Render every line of the records below as a Markdown table with two columns, Row and Line, numbering the rows in order and omitting blank lines.

- [Excerpts from a segmentation dataset]
****************************************
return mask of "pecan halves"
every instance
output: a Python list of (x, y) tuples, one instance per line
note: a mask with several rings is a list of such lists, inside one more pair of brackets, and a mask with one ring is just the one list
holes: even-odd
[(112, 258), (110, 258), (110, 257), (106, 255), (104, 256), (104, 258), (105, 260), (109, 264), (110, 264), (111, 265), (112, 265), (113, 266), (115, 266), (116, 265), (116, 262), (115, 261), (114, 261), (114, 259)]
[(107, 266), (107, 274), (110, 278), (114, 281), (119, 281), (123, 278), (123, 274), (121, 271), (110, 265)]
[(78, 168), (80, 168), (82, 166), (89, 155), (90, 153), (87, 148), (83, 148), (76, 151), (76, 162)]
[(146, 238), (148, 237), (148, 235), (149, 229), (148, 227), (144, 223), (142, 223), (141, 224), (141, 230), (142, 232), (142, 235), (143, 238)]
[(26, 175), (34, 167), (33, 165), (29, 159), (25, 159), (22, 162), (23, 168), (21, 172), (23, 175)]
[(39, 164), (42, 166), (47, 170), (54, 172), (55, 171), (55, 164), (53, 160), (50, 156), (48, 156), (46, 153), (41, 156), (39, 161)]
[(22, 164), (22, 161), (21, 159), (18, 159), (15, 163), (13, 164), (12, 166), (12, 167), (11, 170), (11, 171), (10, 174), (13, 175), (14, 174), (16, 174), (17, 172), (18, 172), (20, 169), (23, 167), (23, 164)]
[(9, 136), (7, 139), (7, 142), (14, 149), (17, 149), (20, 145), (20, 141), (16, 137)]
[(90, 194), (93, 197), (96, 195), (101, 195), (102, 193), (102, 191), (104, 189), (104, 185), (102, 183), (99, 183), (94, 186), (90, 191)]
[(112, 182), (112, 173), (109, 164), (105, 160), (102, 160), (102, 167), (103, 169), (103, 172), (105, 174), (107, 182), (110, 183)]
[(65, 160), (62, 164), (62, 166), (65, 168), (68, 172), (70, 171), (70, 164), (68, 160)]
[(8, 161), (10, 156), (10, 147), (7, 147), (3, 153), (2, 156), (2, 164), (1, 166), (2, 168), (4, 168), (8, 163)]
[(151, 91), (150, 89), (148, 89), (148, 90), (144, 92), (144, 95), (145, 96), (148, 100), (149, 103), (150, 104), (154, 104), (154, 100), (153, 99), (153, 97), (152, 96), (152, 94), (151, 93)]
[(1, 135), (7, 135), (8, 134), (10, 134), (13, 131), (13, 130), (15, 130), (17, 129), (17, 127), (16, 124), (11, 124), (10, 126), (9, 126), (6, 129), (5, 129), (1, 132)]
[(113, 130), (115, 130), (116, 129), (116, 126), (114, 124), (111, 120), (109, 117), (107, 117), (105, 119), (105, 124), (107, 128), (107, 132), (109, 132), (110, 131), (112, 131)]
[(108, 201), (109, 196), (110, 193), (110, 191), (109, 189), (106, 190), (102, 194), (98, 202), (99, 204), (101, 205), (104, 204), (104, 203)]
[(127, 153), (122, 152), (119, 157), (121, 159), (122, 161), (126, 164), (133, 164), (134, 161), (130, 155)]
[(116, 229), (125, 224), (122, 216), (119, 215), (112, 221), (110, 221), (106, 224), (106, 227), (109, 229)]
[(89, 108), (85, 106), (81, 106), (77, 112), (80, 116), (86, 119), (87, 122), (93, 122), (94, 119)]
****************************************
- [REPLY]
| Row | Line |
|---|---|
| 1 | return mask of "pecan halves" |
| 2 | every instance |
| 3 | output: a Python list of (x, y) tuples, one instance per line |
| 4 | note: a mask with several rings is a list of such lists, inside one more pair of brackets, and a mask with one ring is just the one list |
| 5 | holes: even-odd |
| 6 | [(112, 258), (110, 258), (110, 257), (106, 255), (104, 256), (104, 258), (105, 260), (109, 264), (110, 264), (111, 265), (112, 265), (113, 266), (115, 266), (116, 265), (116, 262), (115, 261), (114, 261), (114, 259)] |
| 7 | [(107, 266), (107, 274), (110, 278), (114, 281), (119, 281), (123, 278), (123, 274), (121, 271), (110, 265)] |
| 8 | [(78, 168), (80, 168), (82, 166), (89, 155), (90, 153), (87, 148), (83, 148), (76, 151), (76, 162)] |
| 9 | [(146, 238), (148, 237), (148, 235), (149, 229), (148, 227), (144, 223), (142, 223), (141, 224), (141, 230), (142, 232), (142, 235), (143, 238)] |
| 10 | [(26, 175), (34, 167), (33, 165), (29, 159), (25, 159), (22, 162), (23, 168), (21, 172), (23, 175)] |
| 11 | [(39, 164), (42, 166), (47, 170), (54, 172), (55, 171), (55, 164), (53, 160), (50, 156), (48, 156), (46, 153), (41, 156), (39, 161)] |
| 12 | [(22, 164), (22, 161), (21, 159), (18, 159), (15, 163), (13, 164), (12, 166), (12, 167), (11, 170), (11, 171), (10, 174), (13, 175), (14, 174), (16, 174), (17, 172), (18, 172), (20, 169), (23, 167), (23, 164)] |
| 13 | [(9, 136), (7, 139), (7, 142), (14, 149), (17, 149), (20, 145), (20, 141), (16, 137)] |
| 14 | [(90, 194), (93, 197), (96, 195), (101, 195), (102, 193), (102, 191), (104, 189), (104, 185), (102, 183), (99, 183), (94, 186), (90, 191)] |
| 15 | [(112, 182), (112, 173), (109, 164), (105, 160), (102, 160), (102, 167), (103, 169), (103, 172), (105, 174), (107, 182), (110, 183)] |
| 16 | [(65, 160), (62, 164), (62, 166), (65, 168), (68, 172), (70, 171), (70, 164), (68, 160)] |
| 17 | [(8, 161), (10, 156), (10, 147), (7, 147), (3, 153), (2, 156), (2, 164), (1, 166), (2, 168), (4, 168), (8, 163)] |
| 18 | [(151, 91), (150, 89), (148, 89), (148, 90), (144, 92), (144, 95), (145, 96), (148, 100), (149, 103), (150, 104), (154, 104), (154, 100), (153, 99), (153, 97), (152, 96), (152, 94), (151, 93)] |
| 19 | [(1, 135), (7, 135), (8, 134), (10, 134), (13, 131), (13, 130), (15, 130), (17, 129), (17, 127), (16, 124), (11, 124), (10, 126), (9, 126), (6, 129), (5, 129), (1, 132)] |
| 20 | [(113, 130), (115, 130), (116, 129), (116, 126), (114, 124), (111, 120), (109, 117), (107, 117), (105, 119), (105, 124), (107, 128), (107, 132), (109, 132), (110, 131), (112, 131)] |
| 21 | [(108, 201), (109, 196), (110, 193), (110, 191), (109, 189), (106, 190), (102, 194), (98, 202), (99, 204), (101, 205), (104, 204), (104, 203)] |
| 22 | [(127, 153), (122, 152), (119, 157), (121, 159), (122, 161), (126, 164), (133, 164), (134, 161), (130, 155)] |
| 23 | [(116, 229), (125, 224), (122, 216), (119, 215), (112, 221), (110, 221), (106, 224), (106, 227), (109, 229)] |
| 24 | [(89, 108), (85, 106), (81, 106), (77, 112), (80, 116), (86, 119), (87, 122), (93, 122), (94, 119)] |